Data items
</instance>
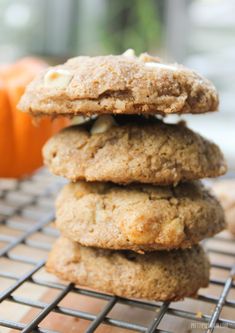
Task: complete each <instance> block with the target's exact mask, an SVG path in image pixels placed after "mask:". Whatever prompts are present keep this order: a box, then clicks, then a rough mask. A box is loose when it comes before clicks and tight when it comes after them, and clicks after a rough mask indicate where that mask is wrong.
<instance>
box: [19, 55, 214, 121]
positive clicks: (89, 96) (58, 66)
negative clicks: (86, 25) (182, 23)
mask: <svg viewBox="0 0 235 333" xmlns="http://www.w3.org/2000/svg"><path fill="white" fill-rule="evenodd" d="M149 61H150V65H151V64H158V63H159V59H158V58H153V57H151V58H150V57H149V56H148V55H145V56H143V55H141V56H140V57H139V58H138V57H132V58H130V57H125V56H123V55H119V56H113V55H109V56H99V57H76V58H72V59H70V60H68V61H67V62H66V63H65V64H63V65H60V66H56V67H53V70H55V71H56V70H58V69H59V70H60V71H61V70H62V71H65V72H66V73H67V74H68V76H71V79H68V83H67V84H65V85H63V86H62V87H58V86H56V87H54V86H53V85H52V86H47V85H45V82H44V81H45V75H47V73H48V71H50V70H51V68H49V69H47V70H46V71H44V72H42V73H41V75H40V76H38V77H37V78H36V79H35V80H33V82H32V83H31V84H30V85H29V86H28V87H27V89H26V92H25V94H24V96H23V97H22V99H21V102H20V104H19V109H21V110H22V111H24V112H29V113H32V114H33V115H51V116H56V115H68V116H73V115H76V114H96V113H97V114H103V113H122V114H136V113H139V114H156V113H159V114H163V115H164V114H172V113H204V112H209V111H216V110H217V108H218V95H217V92H216V89H215V87H214V86H213V85H212V83H211V82H209V81H208V80H207V79H205V78H204V77H202V76H200V75H198V74H197V73H195V72H194V71H192V70H189V69H187V68H185V67H183V66H181V65H177V64H173V65H169V67H168V65H167V66H166V67H165V65H163V66H161V67H156V66H152V65H151V66H149V65H146V63H148V64H149ZM162 67H163V68H162ZM66 80H67V79H66Z"/></svg>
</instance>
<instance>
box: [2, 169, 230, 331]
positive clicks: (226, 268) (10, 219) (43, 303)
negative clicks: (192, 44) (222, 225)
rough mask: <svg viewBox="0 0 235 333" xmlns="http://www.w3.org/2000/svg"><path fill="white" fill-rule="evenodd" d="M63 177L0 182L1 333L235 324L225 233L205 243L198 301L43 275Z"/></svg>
mask: <svg viewBox="0 0 235 333" xmlns="http://www.w3.org/2000/svg"><path fill="white" fill-rule="evenodd" d="M62 183H63V181H62V180H61V179H59V178H56V177H53V176H51V175H49V174H48V173H47V171H46V170H45V169H42V170H40V172H38V173H36V174H34V175H33V176H32V177H30V178H27V179H24V180H22V181H15V180H0V333H6V332H19V331H21V332H25V333H26V332H42V333H52V332H63V333H64V332H66V333H67V332H88V333H90V332H100V333H102V332H105V333H107V332H108V333H114V332H115V333H116V332H123V333H124V332H133V331H134V332H149V333H150V332H165V333H166V332H187V333H188V332H207V333H209V332H213V331H215V332H217V331H218V332H232V331H233V330H235V283H234V276H235V259H234V258H235V242H234V239H233V238H232V236H231V235H229V233H227V232H223V233H221V234H219V235H218V236H217V237H215V238H214V239H211V240H208V241H206V242H205V243H204V245H205V248H206V250H207V251H208V254H209V256H210V259H211V264H212V269H211V279H210V286H209V288H207V289H202V290H200V292H199V296H198V298H197V299H186V300H184V301H181V302H176V303H167V302H165V303H158V302H157V303H156V302H147V301H143V300H141V301H140V300H135V299H126V298H121V297H116V296H113V295H109V294H104V293H101V292H97V291H93V290H88V289H84V288H81V287H79V286H78V287H77V286H74V285H73V284H68V283H65V282H63V281H59V280H58V279H56V278H55V277H54V276H51V275H50V274H48V273H46V271H45V269H44V264H45V260H46V257H47V253H48V251H49V250H50V248H51V245H52V243H53V242H54V241H55V239H56V237H57V236H58V233H57V231H56V229H55V228H54V225H53V218H54V211H53V201H54V197H55V196H56V194H57V192H58V190H59V188H60V187H61V186H62Z"/></svg>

**WORK TO COMPLETE:** An exact copy of the lines above, from the first through the line that holds "box: [19, 55, 214, 121]", is what is needed; leave the pictures out.

**RESULT FOR THIS EXERCISE:**
</instance>
Task: complete each <instance> block with the target's exact mask, an SVG path in image pixels placed after "mask:". Whatever prompts are present keep this order: a box, then clicks, then a rough mask. A box is loose when it comes before clicks and tight when it comes after them, and clicks after a rough mask indicate where that mask is wrong.
<instance>
box: [19, 55, 214, 121]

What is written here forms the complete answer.